*** READING TEXT ***

Ted Miller, associate teaching professor and course coordinator at Northeastern’s College of Professional Studies, says he is concerned that Trump is considering changing the civil service model established in the Pendleton Act to surround himself with loyalists.

“This has not been discussed in his first term,” Miller says, but now Trump is better prepared since he has been through the presidency before.

Before the Republican Party chooses to support Trump or nominates another candidate for the 2024 presidential elections, Panagopoulos says, it has some serious soul-searching to do about what that would mean both for public policy and for their electoral fortunes.

Trump is partially responsible for the GOP losing the House majority in 2018, he says, the presidential election in 2020, and not performing as well as expected in 2022 due to extremist and 2020 election-denying views of some of the candidates he had endorsed.

But marginalizing Trump with his cult-like following and dismantling his hold on the GOP base would take a real fight, Panagopoulos says.

“Donald Trump is not the kind of person who’s going to sit back and play a silent role in the party. He won’t be a quiet presence,” Panagopoulos says. “The only way that can happen is if there’s some real cohesion within the GOP in standing up against Trump.”

*** End of READING TEXT ***

## REQUIRED ACTION
Please continue the article on Trump's hold on the Republican Party from its last paragraph. These rows have no connection to the article on Trump's hold on the Republican Party.

*** GIVEN RECORDS ***

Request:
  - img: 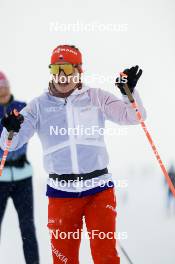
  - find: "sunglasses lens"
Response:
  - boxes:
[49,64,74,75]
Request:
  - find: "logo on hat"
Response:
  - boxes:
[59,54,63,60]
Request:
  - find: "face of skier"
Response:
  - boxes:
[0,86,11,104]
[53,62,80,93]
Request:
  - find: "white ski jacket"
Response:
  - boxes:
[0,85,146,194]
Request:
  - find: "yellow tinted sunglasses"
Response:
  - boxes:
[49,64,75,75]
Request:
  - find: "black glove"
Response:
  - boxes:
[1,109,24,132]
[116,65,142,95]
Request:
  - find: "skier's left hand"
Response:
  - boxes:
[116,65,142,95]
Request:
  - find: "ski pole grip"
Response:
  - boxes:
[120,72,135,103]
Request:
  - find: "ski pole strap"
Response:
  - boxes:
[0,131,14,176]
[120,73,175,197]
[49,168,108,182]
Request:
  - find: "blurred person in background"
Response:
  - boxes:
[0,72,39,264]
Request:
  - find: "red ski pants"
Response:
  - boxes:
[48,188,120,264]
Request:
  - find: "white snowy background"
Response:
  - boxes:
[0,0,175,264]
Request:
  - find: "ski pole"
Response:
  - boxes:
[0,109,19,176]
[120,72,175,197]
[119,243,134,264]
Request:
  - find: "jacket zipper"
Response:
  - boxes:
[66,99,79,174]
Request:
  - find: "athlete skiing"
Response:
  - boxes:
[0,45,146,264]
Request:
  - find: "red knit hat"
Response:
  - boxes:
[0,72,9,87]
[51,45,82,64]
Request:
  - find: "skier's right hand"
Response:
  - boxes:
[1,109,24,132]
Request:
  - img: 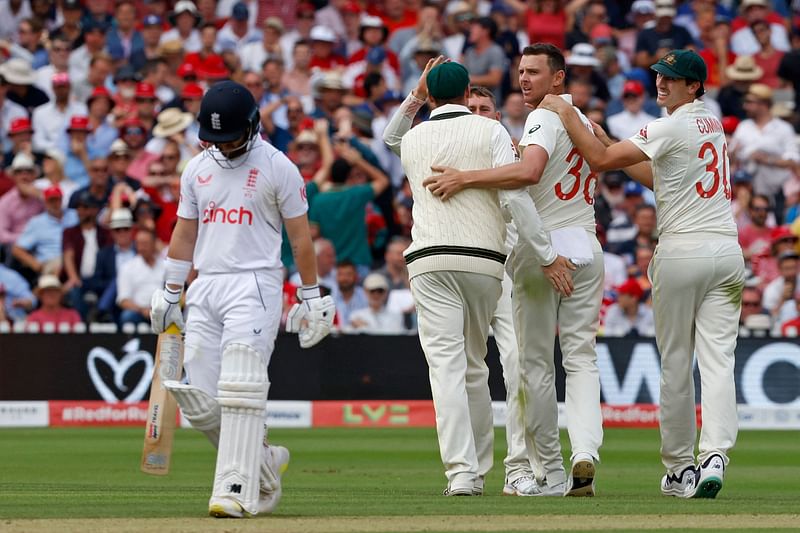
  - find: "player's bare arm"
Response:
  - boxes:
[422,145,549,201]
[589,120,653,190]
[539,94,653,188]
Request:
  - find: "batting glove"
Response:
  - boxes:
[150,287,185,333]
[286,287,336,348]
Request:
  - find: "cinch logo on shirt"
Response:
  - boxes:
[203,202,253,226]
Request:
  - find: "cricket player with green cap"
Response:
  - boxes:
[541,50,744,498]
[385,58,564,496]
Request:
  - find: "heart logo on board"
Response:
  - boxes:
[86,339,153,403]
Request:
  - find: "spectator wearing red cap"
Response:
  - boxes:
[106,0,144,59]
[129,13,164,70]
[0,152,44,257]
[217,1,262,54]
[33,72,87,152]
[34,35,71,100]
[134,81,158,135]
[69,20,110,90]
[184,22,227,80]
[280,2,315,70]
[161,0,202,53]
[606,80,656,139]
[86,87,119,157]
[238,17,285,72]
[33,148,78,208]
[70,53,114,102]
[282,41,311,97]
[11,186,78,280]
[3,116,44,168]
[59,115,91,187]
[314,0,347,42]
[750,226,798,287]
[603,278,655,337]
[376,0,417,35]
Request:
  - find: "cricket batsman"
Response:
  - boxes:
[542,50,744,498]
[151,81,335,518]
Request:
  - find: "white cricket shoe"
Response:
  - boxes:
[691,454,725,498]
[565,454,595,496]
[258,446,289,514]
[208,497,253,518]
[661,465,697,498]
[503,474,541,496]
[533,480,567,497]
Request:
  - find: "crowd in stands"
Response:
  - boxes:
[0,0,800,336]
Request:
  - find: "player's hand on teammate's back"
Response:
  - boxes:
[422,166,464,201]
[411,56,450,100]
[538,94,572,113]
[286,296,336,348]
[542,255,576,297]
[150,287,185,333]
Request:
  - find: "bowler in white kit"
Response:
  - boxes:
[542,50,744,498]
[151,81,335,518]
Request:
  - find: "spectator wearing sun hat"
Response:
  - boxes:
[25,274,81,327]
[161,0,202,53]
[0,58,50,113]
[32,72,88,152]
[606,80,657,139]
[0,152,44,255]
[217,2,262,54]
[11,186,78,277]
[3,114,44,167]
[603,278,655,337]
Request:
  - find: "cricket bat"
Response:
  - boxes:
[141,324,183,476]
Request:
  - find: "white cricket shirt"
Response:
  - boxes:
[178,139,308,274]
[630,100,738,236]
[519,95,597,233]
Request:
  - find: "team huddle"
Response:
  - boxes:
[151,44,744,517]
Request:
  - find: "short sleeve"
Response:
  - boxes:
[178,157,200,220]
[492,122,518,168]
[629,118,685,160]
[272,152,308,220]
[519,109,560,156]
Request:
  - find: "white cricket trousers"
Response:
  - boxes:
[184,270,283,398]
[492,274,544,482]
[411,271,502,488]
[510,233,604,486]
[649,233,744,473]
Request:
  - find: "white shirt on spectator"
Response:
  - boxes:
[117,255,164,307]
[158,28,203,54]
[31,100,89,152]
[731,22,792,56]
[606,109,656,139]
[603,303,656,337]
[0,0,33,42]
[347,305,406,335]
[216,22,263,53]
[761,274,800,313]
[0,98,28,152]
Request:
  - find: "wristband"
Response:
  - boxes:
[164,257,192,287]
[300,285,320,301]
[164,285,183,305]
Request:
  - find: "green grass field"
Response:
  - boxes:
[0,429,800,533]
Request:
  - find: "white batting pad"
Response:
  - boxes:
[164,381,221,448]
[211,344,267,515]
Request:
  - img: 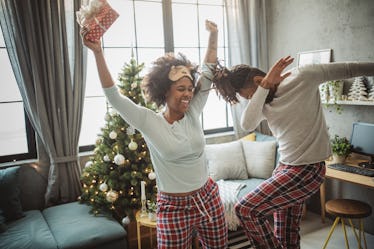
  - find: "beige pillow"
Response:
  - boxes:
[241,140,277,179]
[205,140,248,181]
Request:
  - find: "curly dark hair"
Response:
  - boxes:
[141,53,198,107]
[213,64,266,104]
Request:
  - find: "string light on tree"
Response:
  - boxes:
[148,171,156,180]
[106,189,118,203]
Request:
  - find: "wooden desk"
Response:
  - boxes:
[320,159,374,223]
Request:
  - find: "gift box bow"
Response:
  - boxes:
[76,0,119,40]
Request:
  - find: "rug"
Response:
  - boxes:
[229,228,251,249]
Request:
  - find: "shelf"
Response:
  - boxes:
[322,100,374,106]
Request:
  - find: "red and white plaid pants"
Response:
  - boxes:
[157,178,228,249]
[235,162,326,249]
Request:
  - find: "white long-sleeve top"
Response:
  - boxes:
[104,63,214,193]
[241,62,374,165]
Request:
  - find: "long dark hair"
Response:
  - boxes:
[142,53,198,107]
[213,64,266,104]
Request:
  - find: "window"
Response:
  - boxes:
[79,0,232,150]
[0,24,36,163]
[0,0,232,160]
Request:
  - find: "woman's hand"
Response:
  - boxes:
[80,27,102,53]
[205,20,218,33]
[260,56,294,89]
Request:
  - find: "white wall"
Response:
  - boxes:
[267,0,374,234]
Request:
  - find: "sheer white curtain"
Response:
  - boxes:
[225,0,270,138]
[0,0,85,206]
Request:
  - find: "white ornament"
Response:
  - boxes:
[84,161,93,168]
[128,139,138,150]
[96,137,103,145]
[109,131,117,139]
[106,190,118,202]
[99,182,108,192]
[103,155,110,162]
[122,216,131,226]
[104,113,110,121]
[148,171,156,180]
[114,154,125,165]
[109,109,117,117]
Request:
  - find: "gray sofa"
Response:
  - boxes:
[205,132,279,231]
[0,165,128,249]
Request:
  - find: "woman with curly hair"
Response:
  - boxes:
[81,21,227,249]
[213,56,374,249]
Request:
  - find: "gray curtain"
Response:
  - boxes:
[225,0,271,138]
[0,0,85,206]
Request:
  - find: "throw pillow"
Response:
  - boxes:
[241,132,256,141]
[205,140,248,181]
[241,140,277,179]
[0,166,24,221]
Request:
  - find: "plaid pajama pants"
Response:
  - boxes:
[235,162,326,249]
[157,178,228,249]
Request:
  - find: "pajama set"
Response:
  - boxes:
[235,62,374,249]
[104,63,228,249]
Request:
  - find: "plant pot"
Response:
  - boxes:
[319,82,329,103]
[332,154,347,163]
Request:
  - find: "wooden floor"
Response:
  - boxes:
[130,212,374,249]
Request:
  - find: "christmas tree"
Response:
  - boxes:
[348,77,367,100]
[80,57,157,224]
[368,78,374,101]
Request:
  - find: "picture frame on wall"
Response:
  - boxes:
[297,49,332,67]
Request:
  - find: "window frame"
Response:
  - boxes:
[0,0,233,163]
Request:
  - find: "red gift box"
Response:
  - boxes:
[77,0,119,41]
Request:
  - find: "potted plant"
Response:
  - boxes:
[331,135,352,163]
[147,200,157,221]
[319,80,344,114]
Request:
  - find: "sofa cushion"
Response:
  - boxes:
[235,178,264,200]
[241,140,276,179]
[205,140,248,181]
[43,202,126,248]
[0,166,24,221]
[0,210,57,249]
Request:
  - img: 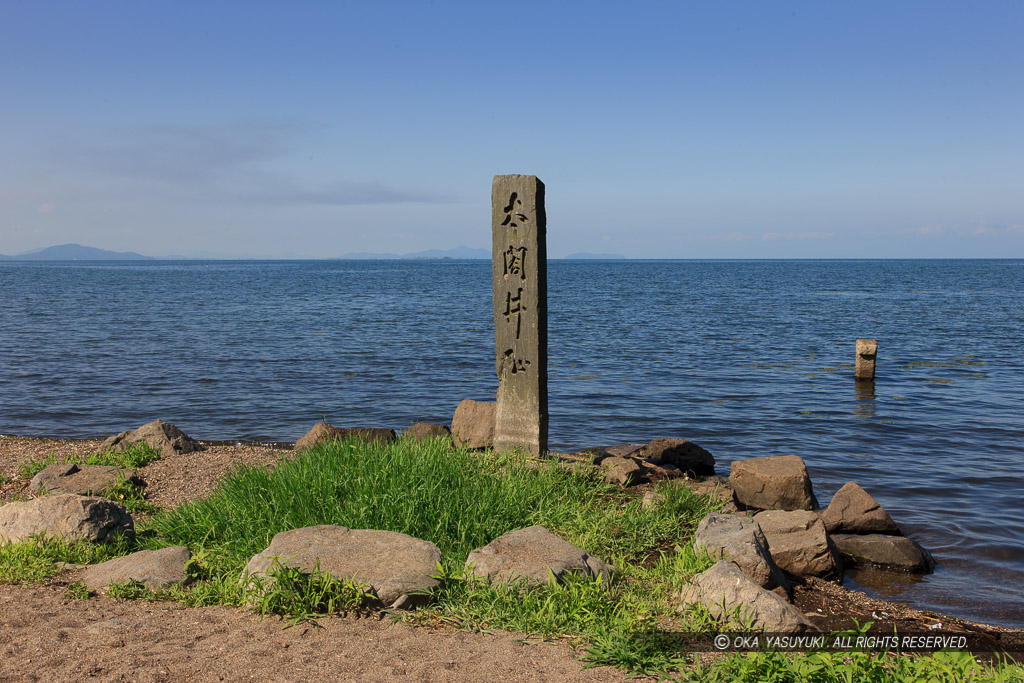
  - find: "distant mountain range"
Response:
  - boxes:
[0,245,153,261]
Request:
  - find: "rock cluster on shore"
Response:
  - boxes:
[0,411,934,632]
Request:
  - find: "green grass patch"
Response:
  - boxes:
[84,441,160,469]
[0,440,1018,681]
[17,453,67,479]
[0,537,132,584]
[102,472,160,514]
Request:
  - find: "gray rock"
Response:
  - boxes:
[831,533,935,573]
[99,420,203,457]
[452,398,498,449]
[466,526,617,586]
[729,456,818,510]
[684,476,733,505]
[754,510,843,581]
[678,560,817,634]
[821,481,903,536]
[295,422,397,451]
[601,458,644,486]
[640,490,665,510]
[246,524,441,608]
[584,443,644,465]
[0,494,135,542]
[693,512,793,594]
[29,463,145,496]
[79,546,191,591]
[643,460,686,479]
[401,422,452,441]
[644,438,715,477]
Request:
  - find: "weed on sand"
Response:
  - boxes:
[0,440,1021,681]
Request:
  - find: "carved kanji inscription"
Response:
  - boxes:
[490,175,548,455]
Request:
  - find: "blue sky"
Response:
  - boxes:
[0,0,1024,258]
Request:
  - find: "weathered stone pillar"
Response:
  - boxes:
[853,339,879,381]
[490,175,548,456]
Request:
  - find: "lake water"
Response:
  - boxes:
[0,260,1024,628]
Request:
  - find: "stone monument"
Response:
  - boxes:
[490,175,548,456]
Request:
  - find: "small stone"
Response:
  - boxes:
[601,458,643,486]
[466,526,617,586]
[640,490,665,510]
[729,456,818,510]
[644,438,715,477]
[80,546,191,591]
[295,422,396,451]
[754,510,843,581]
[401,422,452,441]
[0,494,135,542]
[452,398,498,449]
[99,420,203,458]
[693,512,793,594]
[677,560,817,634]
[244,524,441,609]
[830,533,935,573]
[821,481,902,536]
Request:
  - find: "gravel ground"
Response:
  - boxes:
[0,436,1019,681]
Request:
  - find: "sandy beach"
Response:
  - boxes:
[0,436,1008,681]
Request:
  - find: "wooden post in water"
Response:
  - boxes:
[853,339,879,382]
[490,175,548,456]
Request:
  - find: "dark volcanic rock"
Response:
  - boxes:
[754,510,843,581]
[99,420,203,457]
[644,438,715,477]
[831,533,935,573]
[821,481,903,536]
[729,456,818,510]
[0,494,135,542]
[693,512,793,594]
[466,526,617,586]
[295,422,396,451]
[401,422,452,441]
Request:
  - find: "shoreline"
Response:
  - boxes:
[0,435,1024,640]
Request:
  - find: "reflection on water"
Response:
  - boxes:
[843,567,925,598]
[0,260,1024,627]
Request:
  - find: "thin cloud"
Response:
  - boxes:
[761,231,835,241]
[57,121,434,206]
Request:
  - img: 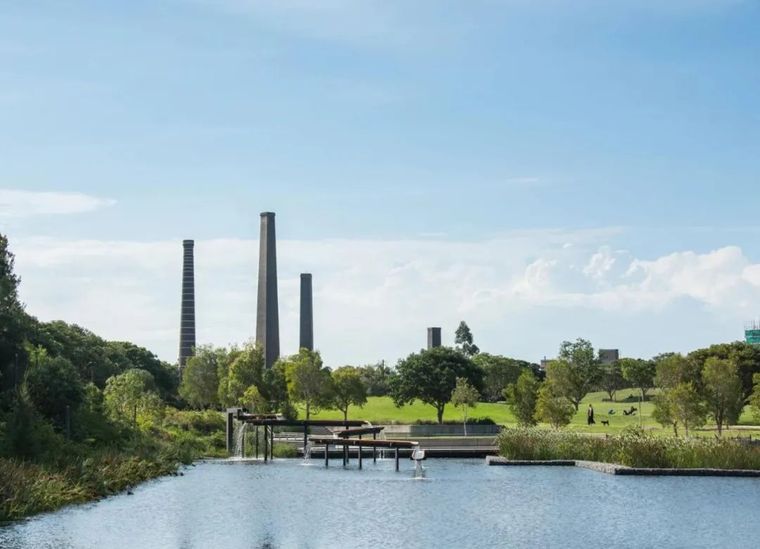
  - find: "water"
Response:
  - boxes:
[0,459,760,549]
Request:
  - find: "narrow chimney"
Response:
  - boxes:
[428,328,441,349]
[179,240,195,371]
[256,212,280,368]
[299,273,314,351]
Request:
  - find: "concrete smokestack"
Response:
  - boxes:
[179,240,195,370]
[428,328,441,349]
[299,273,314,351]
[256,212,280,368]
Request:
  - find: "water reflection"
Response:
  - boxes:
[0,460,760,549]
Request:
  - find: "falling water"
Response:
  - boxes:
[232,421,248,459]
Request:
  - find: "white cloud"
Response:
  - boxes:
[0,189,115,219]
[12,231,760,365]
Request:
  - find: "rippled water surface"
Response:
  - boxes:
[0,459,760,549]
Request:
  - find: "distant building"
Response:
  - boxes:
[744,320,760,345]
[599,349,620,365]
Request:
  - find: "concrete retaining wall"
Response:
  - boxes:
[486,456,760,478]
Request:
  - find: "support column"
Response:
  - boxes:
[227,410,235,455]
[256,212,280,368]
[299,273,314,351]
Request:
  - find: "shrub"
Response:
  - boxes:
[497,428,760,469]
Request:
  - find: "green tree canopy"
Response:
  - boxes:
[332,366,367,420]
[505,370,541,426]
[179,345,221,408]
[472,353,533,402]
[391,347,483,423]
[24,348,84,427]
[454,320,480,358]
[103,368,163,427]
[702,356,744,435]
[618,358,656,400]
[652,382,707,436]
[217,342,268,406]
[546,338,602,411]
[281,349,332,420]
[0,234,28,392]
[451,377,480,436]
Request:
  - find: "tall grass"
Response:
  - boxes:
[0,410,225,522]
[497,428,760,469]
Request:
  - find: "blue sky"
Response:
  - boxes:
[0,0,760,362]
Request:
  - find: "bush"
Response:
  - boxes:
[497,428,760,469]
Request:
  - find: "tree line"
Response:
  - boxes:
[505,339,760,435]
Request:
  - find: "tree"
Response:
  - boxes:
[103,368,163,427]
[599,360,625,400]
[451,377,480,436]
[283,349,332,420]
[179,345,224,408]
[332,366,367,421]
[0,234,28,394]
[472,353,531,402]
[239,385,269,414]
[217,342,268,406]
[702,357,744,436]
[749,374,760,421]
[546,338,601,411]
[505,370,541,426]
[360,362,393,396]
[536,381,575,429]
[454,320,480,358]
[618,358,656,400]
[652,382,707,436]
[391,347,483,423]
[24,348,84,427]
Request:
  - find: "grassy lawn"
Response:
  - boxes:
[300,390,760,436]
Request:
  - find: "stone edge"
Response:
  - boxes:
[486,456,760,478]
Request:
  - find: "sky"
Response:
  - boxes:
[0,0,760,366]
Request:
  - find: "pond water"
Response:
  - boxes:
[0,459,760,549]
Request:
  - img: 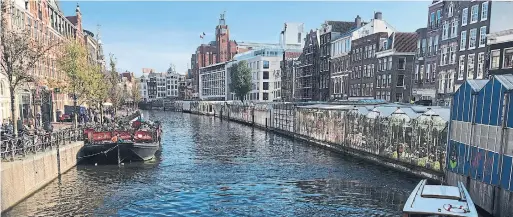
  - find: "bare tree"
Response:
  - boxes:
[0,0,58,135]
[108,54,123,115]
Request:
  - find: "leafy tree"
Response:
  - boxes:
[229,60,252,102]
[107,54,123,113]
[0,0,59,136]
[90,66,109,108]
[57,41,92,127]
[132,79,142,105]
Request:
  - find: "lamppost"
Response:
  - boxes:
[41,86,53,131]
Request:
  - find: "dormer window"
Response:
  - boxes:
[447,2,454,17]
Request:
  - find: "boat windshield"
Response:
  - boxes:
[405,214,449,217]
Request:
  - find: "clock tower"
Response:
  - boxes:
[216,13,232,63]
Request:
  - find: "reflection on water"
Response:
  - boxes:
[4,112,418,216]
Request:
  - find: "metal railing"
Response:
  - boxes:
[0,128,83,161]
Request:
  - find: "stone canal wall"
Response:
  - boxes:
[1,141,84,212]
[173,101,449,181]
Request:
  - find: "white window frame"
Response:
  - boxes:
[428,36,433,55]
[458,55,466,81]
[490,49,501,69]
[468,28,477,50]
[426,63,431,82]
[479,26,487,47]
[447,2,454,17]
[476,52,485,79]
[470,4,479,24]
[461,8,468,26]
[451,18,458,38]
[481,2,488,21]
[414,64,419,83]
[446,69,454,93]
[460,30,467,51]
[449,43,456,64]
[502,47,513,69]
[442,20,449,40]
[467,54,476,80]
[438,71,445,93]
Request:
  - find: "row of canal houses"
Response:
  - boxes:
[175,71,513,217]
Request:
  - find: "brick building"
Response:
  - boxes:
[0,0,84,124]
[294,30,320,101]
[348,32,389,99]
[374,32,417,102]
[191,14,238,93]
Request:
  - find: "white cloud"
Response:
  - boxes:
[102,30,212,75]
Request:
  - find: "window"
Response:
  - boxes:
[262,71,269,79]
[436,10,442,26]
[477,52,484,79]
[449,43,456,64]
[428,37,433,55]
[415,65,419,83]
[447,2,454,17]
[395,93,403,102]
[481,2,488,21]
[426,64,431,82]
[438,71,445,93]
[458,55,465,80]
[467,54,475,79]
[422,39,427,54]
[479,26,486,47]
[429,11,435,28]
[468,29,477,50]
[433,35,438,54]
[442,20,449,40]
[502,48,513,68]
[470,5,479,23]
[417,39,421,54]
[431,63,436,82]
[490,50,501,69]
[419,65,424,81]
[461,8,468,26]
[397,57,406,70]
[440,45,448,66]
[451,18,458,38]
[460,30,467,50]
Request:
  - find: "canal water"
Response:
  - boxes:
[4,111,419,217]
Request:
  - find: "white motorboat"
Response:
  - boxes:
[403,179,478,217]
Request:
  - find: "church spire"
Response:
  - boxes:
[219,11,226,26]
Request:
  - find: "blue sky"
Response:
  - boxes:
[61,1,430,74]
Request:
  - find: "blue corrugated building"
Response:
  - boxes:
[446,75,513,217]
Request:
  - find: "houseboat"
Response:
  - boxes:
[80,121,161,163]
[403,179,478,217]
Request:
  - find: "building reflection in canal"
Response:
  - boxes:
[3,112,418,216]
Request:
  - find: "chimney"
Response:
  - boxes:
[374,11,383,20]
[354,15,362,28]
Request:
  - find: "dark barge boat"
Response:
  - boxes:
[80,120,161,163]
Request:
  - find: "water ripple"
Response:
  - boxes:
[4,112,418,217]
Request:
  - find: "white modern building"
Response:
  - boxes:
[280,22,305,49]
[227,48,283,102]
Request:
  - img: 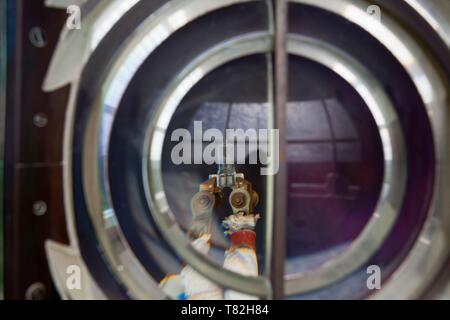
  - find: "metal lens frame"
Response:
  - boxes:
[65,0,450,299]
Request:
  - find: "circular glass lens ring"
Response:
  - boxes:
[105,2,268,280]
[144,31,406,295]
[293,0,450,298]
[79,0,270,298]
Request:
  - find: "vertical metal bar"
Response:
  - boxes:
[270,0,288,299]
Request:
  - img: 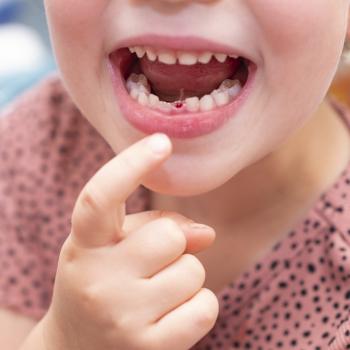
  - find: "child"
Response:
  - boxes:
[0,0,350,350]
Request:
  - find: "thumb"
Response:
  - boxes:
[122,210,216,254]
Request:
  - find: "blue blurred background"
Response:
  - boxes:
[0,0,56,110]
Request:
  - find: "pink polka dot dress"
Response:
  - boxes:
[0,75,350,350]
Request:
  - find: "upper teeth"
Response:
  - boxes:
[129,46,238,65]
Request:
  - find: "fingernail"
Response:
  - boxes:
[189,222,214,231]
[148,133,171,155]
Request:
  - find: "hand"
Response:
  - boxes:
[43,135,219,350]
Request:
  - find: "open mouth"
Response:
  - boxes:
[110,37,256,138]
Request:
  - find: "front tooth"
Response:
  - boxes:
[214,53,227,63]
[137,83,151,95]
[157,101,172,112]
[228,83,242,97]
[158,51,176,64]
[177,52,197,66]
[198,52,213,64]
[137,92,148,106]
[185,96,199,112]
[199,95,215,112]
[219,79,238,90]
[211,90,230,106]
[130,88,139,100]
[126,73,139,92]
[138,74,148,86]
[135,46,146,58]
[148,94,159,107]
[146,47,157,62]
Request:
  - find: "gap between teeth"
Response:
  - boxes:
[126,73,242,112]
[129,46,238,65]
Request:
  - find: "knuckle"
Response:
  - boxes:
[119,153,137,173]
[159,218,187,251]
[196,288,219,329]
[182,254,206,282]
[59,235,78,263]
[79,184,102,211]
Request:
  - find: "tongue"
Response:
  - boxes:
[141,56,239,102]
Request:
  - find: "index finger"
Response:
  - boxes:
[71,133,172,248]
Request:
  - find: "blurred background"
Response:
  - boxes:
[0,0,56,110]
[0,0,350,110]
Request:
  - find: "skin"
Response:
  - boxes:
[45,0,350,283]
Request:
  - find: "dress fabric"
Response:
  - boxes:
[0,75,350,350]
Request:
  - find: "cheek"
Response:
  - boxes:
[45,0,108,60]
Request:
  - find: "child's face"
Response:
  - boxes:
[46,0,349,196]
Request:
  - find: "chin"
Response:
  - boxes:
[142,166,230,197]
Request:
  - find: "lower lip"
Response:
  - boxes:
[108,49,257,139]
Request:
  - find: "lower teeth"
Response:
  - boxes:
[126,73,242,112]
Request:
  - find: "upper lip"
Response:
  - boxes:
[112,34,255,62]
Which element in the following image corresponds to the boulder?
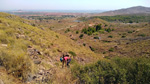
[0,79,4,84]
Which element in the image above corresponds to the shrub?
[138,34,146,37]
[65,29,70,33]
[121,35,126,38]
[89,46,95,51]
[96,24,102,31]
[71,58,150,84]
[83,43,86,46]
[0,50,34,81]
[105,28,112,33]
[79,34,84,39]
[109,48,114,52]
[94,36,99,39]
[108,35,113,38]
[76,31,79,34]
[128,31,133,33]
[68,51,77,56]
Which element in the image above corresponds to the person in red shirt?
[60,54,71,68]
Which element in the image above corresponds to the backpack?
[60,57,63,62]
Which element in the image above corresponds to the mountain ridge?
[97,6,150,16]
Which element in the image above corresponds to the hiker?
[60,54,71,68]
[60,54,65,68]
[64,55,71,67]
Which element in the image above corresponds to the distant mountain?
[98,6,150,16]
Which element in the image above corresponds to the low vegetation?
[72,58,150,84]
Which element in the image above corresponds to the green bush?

*** End of GIVEN RECORDS ***

## WRITTEN RESPONSE
An alternative Republican candidate like Florida Gov. Ron DeSantis, for example, would have to compete with Trump’s national stature, celebrity and visibility in the electorate that has been built over the course of several decades.

DeSantis might be the best-case-scenario candidate to face Trump, Miller says, but he would have to demonstrate that he can take blows from Trump. Even though Sen. Marco Rubio was forceful and Sen. Ted Cruz was a skillful politician, they both lost the nomination to Trump.

“You need Trump’s supporters to win the election,” says Miller, author of A Conspiratorial Life: Robert Welch, the John Birch Society, and the Revolution of American Conservatism.

But Trump supporters follow him and him alone, Miller says. That is the problem, because it is not really ideological, it is a real personal loyalty, akin to fame adherence. 

“How do you dislodge that?” Miller says.

The only way he sees that happening is if Republicans consistently make the case that he has lost in 2018, 2020 and 2022.

“People may not be able to be swayed. That is a big chunk of the GOP base. But it is not most voters,” Panagopolus says.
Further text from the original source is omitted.